TASK DIRECTIONS: Reproduce the records below exactly as shown.

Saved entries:
+---+
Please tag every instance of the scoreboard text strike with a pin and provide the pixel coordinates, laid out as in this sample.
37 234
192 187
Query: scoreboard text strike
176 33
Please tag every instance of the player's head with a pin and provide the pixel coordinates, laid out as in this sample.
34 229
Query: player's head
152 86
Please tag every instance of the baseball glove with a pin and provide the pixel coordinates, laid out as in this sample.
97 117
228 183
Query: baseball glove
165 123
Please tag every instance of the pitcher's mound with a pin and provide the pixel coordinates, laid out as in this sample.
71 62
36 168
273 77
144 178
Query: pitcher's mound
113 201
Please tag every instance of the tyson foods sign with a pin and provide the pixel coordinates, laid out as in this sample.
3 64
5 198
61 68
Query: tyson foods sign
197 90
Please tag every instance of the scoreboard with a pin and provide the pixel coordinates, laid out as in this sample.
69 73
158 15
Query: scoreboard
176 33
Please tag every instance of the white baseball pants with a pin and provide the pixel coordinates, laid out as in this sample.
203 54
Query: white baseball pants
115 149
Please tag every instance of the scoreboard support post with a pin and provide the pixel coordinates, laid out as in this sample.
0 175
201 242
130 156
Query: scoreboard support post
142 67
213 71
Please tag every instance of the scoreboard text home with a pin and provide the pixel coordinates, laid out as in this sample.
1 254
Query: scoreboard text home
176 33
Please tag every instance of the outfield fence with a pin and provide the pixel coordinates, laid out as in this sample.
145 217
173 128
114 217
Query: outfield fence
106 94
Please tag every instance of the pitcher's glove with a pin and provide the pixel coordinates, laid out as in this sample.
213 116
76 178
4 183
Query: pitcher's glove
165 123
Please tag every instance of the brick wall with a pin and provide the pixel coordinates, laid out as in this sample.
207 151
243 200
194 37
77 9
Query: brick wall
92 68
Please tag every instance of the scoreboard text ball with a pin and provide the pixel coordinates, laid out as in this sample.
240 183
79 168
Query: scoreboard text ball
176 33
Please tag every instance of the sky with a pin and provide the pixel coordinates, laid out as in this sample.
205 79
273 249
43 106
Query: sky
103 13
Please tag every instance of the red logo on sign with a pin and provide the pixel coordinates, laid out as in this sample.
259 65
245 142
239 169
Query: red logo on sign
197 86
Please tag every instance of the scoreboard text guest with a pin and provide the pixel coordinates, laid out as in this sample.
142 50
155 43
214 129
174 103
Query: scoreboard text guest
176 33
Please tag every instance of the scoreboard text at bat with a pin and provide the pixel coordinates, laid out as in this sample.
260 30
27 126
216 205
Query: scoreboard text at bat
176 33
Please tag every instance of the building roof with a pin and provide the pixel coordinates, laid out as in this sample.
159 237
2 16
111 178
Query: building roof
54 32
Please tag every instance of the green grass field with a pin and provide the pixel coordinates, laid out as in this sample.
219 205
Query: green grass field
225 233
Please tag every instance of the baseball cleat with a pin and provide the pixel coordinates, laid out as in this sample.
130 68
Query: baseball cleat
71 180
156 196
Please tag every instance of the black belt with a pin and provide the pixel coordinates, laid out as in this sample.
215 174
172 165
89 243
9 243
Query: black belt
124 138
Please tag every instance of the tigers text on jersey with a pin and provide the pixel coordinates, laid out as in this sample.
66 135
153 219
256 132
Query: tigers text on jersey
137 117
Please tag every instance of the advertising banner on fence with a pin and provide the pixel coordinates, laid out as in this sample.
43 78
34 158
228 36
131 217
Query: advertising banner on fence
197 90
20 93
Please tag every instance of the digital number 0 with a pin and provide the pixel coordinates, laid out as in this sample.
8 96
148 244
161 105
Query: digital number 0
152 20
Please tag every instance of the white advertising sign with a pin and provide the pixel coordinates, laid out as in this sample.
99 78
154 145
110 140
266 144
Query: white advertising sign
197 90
+---+
SOLUTION TO THE PROBLEM:
Please tag every instance of the scoreboard text strike with a pin and provide the pixel coordinates, laid out as in this sample.
37 234
192 187
Query: scoreboard text strike
176 33
Please tag every instance of the player's head with a pin and provide the pixel coordinates, laid out as in this sample.
34 229
Query: player's head
152 86
Please tag every instance of the baseball glove with a pin and provide the pixel coordinates, laid out as in this sample.
97 117
228 183
Query: baseball glove
165 123
Please tag every instance of the pitcher's mound with a pin and provide the pixel coordinates, laid out as in this sample.
71 62
36 168
273 77
144 178
Query: pitcher's mound
113 201
Please tag every instance of the tyson foods sign with a pin and provide the pixel coordinates, laid out as in this sample.
3 64
5 198
61 68
Query: tyson foods sign
197 90
Please tag every instance of the scoreboard with a pin and provide the pixel coordinates, laid out as in this sample.
69 73
158 15
Query: scoreboard
176 33
Please tag every instance of the white baseball pants with a pin and provide the pixel coordinates, laid out as in this sample.
203 54
Query: white baseball pants
115 149
Please tag every instance of the scoreboard support post with a pin and provide the pixel coordinates, laid out as in this sample.
0 175
201 242
130 156
Query: scoreboard support post
142 67
213 71
Please tag every instance of the scoreboard text home with a pin and provide the pixel coordinates, laid out as in this sample.
1 254
Query: scoreboard text home
176 33
Please tag every instance of the outfield fence with a pin and provide the pixel coordinates, laid out as in this sample.
145 217
173 128
114 217
Query: outfield fence
106 94
Please tag every instance of the pitcher's glove with a pin and provide the pixel coordinates, laid out as in this sample.
213 116
76 178
4 183
Query: pitcher's glove
165 123
Please tag every instance of the brick wall with a pin and provide the pixel coordinates, laid out as in this sample.
207 151
243 200
194 37
77 9
Query: brick wall
92 68
Please tag every instance of the scoreboard text ball with a pin and provide the pixel coordinates, laid out as in this sample.
240 183
79 168
Query: scoreboard text ball
176 33
Please tag every instance of the sky with a pin and provide the pixel coordinates, laid out as in this sample.
205 79
273 249
43 106
Query: sky
103 13
Please tag every instance of the red logo on sign with a pin and provide the pixel coordinates, laid out as in this sample.
259 65
245 142
239 169
Query: red logo on sign
197 86
Please tag every instance of the scoreboard text guest with a pin and provide the pixel coordinates, laid out as in this sample.
142 50
155 43
214 129
174 103
Query: scoreboard text guest
176 33
Please tag every instance of the scoreboard text at bat with a pin and provide the pixel coordinates, laid out as in this sample.
260 30
27 126
216 205
Query: scoreboard text at bat
176 33
Please tag every instance of the building roof with a pin and provide the pixel coordinates, laid out as in this sample.
159 237
2 16
111 178
Query: building roof
54 32
Please tag every instance of the green grass field with a pin and provide the pixel coordinates, laid out as in this sample.
219 205
Query: green grass field
225 233
Please tag every instance of the baseball cleat with a pin and provide the pixel coordinates, laid out as in this sample.
130 68
Query: baseball cleat
71 180
156 196
Please tag every instance of the black belt with a pin and provide the pixel coordinates, laid out as in this sample.
215 174
172 165
89 243
9 243
Query: black belt
124 138
Please tag every instance of the tigers text on jersey with a pin and provide the pixel coordinates, laid out as in this sample.
66 135
153 219
256 132
Query: tigers text on jersey
137 117
Please tag every instance of the advertising banner on fence with a pin and provide the pixel coordinates, laid out as in this sample.
43 78
34 158
228 36
131 217
Query: advertising banner on fence
197 90
20 93
Please tag every instance of the digital number 0 with a pin and provide the pixel coordinates, laid out as in this sample.
8 96
148 244
161 105
Query: digital number 0
152 20
Please tag every instance of the white advertising sign with a pin and provide the pixel coordinates, laid out as in this sample.
99 78
154 145
110 140
266 144
Query: white advertising sign
197 90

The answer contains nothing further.